▶ EXTRACT:
Oil prices likely to remain high until 2Q 2004

Aug. 23, 2003
Oil markets are expected to remain tight from now through the winter, with oil prices hovering near $30/bbl until second quarter 2004.

Oil prices look likely to remain high for the rest of the year and well into first quarter 2004.

Demand is robust, thanks to a recovering global economy, led by a resurgent US economy. Global gross domestic product growth, measured year to year, is forecast to jump to 2.8% in the third quarter and 3% in the fourth quarter vs. only 1% in the second quarter, according to J.P. Morgan Securities Inc., New York. Leading this growth are the US and the emerging Asia economies, the J.P. Morgan analysts say.

The economic rebound is fueling an uptick in oil demand, on top of the added increment spurred by an urgent need to replenish inventories not only of crude oil but also gasoline and heating oil. According to the US Energy Information Administration, for the week ended Aug. 15, crude stocks were 31.4 million bbl below average, gasoline stocks were 8.3 million bbl below average, and distillate stocks were 9.1 million bbl below average. The push to rebuild product stocks was blunted with the massive power blackout in the US and Canada that knocked a string of refineries offline, as well as a major products pipeline outage in Arizona. Meanwhile, overall products demand in the US that week was up 1.3%. And more of that products demand is being met by increasing US imports.

▶ WHAT TO WORK ON:
**1)** From the oil price article, list each type of stock the US Energy Information Administration reported as below average for the week ended Aug. 15, with the amount it was below average.
**2)** Answer these questions using the oil price article:
(a) Near what price are oil prices expected to hover until second quarter 2004?
(b) Which firm issued the forecast of global gross domestic product growth?
(c) By what percentage was overall US products demand up that week?
**3)** Continue the oil price article from its last sentence.
The rows play no part in this work.

▶ STORED DATA:
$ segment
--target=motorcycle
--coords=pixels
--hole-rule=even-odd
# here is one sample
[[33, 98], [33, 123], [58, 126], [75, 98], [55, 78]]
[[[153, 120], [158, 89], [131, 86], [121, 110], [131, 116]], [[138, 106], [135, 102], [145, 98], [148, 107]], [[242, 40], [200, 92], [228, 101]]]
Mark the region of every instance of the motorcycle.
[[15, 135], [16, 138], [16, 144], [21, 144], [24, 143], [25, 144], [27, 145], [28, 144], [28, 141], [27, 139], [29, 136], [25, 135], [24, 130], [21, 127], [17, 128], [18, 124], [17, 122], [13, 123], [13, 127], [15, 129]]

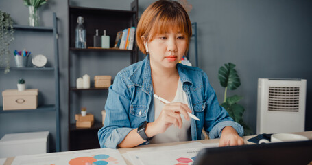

▶ RESULTS IN ORDER:
**1)**
- Crude stocks: 31.4 million bbl below average
- Gasoline stocks: 8.3 million bbl below average
- Distillate stocks: 9.1 million bbl below average

**2)**
(a) $30/bbl
(b) J.P. Morgan Securities Inc., New York
(c) 1.3%

**3)**
Tightening market

The surge of imports has done little to bolster crude oil inventories, though. For the week ended Aug. 15, crude stocks in the US rose only 4 million bbl. As US refiners step up the pace to rebuild gasoline and heating oil stocks, crude imports are pouring into the country at a blistering pace. That pace, nearly 10 million b/d, will have to be maintained consistently through the end of the third quarter in order to build inventories to comfortable levels, says Aaron Brady, senior analyst at Energy Security Analysis Inc., Wakefield, Mass.

Achieving that pace will be exceedingly difficult. The decision by the Organization of Petroleum Exporting Countries in July to maintain the status quo on production quotas, out of concern for a strong ramp-up in Iraqi oil supplies, left the market in a fragile position. Now that it has become increasingly clear that Iraqi oil exports are being hobbled by sabotage to export pipelines and power facilities, even an OPEC decision at its next meeting in September to boost production won't come soon enough to avoid the market from being short in the third quarter. Making the proposition even dicier is uncertainty over Venezuelan and Nigerian supplies because of civil unrest in those countries.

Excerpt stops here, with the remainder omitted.